[start]

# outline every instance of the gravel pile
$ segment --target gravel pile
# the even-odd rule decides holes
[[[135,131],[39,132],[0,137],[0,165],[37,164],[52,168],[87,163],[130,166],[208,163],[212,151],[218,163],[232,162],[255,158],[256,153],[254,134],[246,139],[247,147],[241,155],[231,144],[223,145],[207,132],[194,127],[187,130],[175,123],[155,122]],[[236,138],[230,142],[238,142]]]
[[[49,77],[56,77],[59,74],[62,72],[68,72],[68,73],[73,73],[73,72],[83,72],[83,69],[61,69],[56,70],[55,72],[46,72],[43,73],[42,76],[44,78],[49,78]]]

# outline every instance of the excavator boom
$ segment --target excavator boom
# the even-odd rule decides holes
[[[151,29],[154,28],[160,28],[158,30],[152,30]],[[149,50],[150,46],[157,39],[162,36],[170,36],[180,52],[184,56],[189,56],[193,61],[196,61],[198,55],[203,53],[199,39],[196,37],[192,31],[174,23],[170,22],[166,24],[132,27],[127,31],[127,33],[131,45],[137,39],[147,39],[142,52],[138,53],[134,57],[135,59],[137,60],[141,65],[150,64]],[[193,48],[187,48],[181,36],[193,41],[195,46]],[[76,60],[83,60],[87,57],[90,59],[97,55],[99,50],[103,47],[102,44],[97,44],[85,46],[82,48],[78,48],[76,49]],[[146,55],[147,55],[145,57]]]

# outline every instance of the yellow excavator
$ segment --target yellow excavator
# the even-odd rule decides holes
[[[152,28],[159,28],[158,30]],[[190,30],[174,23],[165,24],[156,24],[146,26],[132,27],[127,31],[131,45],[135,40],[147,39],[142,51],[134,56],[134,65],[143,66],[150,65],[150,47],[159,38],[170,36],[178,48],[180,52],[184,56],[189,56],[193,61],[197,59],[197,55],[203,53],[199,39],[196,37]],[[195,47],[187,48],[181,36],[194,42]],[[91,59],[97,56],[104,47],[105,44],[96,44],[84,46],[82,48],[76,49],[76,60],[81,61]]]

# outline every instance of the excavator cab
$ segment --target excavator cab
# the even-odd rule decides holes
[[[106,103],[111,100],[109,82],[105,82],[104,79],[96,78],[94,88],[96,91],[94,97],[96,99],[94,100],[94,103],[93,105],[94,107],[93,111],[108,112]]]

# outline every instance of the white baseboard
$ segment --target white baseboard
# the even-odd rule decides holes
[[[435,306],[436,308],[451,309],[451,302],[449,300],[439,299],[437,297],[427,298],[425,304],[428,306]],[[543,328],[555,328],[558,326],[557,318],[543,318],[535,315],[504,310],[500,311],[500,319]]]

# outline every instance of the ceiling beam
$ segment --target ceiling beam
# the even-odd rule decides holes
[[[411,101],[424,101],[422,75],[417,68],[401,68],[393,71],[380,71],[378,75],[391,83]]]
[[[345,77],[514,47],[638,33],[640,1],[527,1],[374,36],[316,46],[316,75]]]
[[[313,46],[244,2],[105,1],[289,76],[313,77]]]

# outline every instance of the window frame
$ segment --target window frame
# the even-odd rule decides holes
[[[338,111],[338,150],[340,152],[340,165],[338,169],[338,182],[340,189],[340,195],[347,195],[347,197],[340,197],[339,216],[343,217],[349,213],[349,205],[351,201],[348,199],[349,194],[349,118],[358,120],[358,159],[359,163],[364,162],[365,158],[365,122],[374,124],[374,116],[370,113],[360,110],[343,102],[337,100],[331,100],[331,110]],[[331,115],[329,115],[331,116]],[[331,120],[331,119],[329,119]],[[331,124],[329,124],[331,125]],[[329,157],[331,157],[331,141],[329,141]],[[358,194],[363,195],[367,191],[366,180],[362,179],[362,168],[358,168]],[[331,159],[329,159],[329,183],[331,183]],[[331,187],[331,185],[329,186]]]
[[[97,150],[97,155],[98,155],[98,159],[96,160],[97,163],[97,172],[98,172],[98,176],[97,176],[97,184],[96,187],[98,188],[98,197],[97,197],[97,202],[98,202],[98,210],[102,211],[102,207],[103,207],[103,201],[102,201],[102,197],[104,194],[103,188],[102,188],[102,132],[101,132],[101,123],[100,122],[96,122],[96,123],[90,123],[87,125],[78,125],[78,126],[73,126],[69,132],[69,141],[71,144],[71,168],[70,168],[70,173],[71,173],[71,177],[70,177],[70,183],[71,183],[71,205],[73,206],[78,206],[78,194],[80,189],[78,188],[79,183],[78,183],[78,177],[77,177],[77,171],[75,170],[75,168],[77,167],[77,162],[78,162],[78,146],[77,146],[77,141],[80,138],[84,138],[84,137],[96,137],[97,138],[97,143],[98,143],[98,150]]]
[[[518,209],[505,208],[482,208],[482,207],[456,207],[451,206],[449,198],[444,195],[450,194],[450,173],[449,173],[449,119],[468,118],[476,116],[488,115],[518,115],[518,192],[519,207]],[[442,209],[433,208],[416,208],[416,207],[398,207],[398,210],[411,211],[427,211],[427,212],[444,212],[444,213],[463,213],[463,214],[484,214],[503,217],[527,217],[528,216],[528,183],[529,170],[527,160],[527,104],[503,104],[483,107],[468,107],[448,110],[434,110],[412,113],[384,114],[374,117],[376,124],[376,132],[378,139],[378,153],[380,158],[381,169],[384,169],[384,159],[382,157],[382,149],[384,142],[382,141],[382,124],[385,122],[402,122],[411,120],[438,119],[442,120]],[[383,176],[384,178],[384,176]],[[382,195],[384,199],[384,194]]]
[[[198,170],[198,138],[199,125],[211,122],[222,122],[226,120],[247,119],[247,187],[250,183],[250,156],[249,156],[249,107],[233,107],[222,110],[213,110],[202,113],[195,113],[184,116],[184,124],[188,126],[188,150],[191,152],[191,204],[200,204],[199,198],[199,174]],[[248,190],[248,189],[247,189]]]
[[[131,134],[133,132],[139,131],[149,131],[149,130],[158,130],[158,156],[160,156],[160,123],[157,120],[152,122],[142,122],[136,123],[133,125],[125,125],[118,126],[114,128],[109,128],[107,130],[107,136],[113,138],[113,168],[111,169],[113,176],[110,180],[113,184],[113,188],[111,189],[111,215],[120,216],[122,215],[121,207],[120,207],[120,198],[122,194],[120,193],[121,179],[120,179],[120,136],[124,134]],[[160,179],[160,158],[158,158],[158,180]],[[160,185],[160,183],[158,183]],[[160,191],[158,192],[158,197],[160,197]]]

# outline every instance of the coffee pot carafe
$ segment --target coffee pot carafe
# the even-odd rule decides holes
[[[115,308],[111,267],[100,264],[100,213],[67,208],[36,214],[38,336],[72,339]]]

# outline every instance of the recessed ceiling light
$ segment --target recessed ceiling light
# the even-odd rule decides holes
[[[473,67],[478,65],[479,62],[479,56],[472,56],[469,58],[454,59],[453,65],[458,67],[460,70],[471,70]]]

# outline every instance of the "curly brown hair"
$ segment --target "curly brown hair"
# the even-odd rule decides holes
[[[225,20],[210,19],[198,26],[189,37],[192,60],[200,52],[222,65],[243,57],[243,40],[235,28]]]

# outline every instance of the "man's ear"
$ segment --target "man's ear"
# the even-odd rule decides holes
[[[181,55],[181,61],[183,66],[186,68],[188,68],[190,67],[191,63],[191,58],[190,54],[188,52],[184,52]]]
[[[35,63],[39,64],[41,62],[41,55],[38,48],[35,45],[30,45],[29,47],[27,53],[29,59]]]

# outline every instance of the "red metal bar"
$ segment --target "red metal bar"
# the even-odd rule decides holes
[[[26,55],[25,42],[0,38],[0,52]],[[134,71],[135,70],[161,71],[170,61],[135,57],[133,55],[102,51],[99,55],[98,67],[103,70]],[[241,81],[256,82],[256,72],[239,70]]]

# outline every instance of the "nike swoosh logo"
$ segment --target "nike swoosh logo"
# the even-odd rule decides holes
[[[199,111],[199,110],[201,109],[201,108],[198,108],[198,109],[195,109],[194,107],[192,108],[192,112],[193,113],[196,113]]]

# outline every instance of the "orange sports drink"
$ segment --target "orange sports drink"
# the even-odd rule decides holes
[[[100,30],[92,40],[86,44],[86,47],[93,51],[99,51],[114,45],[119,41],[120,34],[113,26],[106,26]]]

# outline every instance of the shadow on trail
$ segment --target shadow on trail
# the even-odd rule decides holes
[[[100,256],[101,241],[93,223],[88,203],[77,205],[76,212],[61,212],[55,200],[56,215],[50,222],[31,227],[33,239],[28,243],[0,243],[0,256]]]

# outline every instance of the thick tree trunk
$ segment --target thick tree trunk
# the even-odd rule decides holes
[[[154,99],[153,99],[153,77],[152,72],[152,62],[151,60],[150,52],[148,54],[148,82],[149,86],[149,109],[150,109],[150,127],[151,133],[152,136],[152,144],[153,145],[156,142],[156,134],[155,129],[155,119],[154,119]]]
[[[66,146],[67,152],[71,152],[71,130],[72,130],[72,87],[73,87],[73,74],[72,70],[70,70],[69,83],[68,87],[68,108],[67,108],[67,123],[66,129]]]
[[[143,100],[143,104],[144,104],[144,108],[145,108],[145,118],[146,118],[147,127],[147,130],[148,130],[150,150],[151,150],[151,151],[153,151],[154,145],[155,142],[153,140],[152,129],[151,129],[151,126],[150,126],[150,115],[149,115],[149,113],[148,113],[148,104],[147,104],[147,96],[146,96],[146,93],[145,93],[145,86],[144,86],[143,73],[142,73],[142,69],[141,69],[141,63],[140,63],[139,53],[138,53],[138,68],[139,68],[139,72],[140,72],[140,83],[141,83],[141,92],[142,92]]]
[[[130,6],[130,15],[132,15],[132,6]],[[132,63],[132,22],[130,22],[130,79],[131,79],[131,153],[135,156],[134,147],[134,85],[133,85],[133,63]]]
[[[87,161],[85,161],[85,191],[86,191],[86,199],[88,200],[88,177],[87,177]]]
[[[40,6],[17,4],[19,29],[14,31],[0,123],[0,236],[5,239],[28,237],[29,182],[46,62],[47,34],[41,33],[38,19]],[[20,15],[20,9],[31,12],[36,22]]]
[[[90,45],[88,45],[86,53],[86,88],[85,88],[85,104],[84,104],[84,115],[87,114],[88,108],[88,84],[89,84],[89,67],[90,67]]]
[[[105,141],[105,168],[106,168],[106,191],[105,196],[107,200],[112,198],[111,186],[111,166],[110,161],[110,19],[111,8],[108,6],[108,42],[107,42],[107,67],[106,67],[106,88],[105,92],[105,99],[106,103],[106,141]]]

[end]

The task ->
Pull out each line of the records above that contains the word "pile". Match uppercase and lowercase letters exactly.

Exercise response ->
# outline every instance of the gravel pile
$ segment --target gravel pile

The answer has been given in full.